- YOUR ASSIGNMENT -
Find the word "wearing" in the listing below. Copy every line that has it.
====== GIVEN DATA
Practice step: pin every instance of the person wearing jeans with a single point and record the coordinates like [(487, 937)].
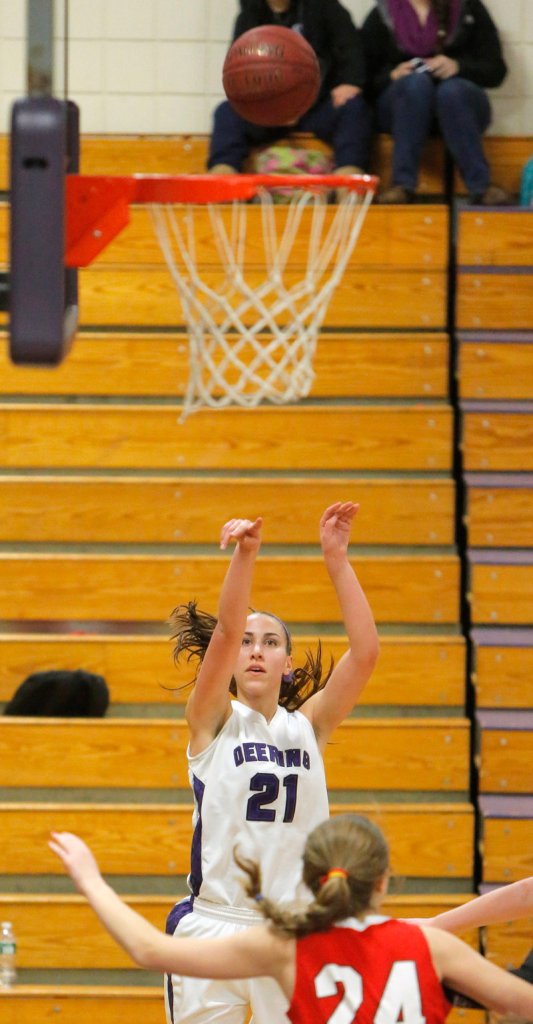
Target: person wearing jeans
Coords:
[(340, 116), (429, 65)]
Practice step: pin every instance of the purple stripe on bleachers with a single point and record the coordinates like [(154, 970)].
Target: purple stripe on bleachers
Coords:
[(496, 407), (498, 479), (500, 556), (495, 337), (505, 807), (487, 271), (489, 636), (515, 721)]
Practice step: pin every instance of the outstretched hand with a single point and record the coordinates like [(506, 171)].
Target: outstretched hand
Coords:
[(77, 857), (335, 527), (246, 532)]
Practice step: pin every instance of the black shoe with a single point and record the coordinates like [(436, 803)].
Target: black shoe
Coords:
[(396, 194)]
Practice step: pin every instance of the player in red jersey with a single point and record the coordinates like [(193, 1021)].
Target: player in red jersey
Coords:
[(338, 961)]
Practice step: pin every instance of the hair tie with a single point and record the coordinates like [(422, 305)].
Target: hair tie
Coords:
[(334, 872)]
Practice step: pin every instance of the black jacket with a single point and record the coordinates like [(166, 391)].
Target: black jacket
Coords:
[(328, 29), (475, 45)]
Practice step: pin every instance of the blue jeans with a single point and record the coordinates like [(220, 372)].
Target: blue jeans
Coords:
[(346, 128), (409, 108)]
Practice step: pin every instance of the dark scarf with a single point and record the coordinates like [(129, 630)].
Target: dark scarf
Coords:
[(414, 38)]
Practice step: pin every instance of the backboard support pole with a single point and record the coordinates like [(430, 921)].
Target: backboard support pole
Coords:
[(45, 144)]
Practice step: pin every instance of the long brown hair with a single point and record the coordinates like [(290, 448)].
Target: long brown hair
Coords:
[(191, 632), (350, 843), (442, 10)]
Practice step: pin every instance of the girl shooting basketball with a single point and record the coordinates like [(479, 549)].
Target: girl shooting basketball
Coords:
[(256, 762), (338, 960)]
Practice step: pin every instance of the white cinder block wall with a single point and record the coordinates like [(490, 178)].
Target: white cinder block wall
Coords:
[(154, 66)]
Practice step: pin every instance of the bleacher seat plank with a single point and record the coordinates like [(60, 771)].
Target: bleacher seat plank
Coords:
[(137, 1005), (400, 588), (497, 440), (82, 1004), (496, 366), (186, 154), (506, 156), (190, 510), (495, 301), (427, 671), (151, 365), (506, 849), (495, 238), (378, 437), (61, 932), (507, 944), (503, 670), (499, 593), (392, 237), (498, 510), (419, 754), (504, 751), (370, 298), (427, 840)]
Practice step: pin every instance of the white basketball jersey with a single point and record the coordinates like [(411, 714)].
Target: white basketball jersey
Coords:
[(259, 786)]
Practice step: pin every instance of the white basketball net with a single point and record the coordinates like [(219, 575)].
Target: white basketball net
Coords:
[(255, 303)]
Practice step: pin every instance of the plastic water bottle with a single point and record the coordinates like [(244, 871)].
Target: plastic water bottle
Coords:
[(7, 955)]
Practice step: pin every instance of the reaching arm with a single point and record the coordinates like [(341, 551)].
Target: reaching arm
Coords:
[(507, 903), (326, 709), (209, 705), (465, 971), (258, 951)]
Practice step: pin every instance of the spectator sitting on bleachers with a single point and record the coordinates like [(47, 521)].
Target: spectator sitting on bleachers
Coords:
[(429, 62), (60, 693), (340, 116)]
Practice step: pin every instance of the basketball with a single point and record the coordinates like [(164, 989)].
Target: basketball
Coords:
[(271, 76)]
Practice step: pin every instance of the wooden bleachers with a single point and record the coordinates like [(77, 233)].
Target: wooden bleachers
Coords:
[(186, 155), (423, 755), (503, 667), (124, 509), (498, 509), (145, 588), (154, 840), (109, 512), (494, 316), (140, 1005), (501, 587), (504, 751), (357, 366), (497, 436), (86, 945), (506, 837), (102, 436), (496, 366), (139, 670)]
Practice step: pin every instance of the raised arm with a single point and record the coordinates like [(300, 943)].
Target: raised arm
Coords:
[(507, 903), (258, 951), (209, 705), (467, 972), (327, 708)]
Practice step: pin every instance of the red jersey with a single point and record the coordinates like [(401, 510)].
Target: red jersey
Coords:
[(376, 971)]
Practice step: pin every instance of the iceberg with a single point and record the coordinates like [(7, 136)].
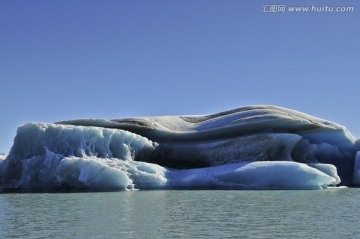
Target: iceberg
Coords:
[(254, 147)]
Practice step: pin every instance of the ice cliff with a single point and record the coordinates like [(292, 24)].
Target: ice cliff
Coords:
[(255, 147)]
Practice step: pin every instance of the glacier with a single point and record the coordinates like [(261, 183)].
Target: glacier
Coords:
[(253, 147)]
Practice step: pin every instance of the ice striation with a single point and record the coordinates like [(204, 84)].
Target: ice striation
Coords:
[(254, 147)]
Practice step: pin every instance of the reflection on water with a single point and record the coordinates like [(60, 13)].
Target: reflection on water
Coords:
[(182, 214)]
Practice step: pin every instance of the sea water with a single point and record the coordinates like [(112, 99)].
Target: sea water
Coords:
[(331, 213)]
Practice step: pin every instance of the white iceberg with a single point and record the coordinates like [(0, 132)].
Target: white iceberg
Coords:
[(255, 147)]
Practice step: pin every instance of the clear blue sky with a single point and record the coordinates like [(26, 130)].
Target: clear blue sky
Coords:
[(109, 59)]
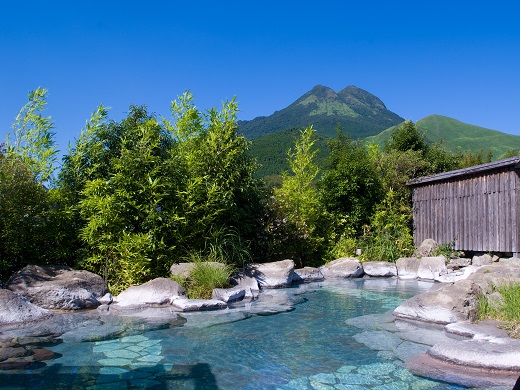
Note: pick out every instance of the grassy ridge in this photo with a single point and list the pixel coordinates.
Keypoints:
(457, 136)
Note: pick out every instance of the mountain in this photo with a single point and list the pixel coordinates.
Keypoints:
(360, 114)
(456, 135)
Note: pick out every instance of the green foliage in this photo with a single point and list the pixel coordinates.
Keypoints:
(507, 310)
(271, 152)
(209, 272)
(294, 206)
(33, 137)
(141, 193)
(24, 216)
(389, 237)
(345, 246)
(406, 137)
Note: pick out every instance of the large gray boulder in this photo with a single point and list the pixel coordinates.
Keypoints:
(482, 260)
(431, 267)
(453, 302)
(272, 275)
(407, 267)
(232, 294)
(16, 309)
(185, 304)
(344, 267)
(156, 292)
(446, 304)
(426, 249)
(58, 287)
(379, 268)
(500, 354)
(307, 274)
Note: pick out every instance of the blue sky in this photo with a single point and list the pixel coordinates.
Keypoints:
(460, 59)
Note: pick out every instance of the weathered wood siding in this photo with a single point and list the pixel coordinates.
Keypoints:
(479, 211)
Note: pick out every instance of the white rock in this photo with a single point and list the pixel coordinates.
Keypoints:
(407, 267)
(431, 267)
(344, 267)
(272, 275)
(228, 294)
(482, 260)
(155, 292)
(307, 274)
(17, 309)
(185, 304)
(379, 268)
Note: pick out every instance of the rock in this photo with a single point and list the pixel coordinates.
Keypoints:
(58, 287)
(228, 294)
(457, 301)
(155, 292)
(379, 268)
(183, 270)
(344, 267)
(272, 275)
(248, 283)
(460, 262)
(426, 249)
(17, 309)
(185, 304)
(407, 267)
(307, 274)
(426, 366)
(482, 260)
(106, 299)
(40, 354)
(447, 304)
(431, 267)
(452, 277)
(487, 329)
(511, 261)
(502, 354)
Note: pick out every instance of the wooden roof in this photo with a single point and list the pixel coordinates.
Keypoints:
(513, 161)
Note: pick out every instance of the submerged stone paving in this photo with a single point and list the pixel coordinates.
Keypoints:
(378, 376)
(130, 359)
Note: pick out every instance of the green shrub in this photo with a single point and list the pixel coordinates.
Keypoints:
(209, 272)
(388, 236)
(507, 310)
(345, 247)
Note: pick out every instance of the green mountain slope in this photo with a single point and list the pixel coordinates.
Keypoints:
(360, 113)
(457, 135)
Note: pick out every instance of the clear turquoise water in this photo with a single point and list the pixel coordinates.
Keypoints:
============
- SOLVED PROBLEM -
Practice step: pin every instance of the person wearing jeans with a single point and record the coordinates like [(487, 937)].
Target: person wearing jeans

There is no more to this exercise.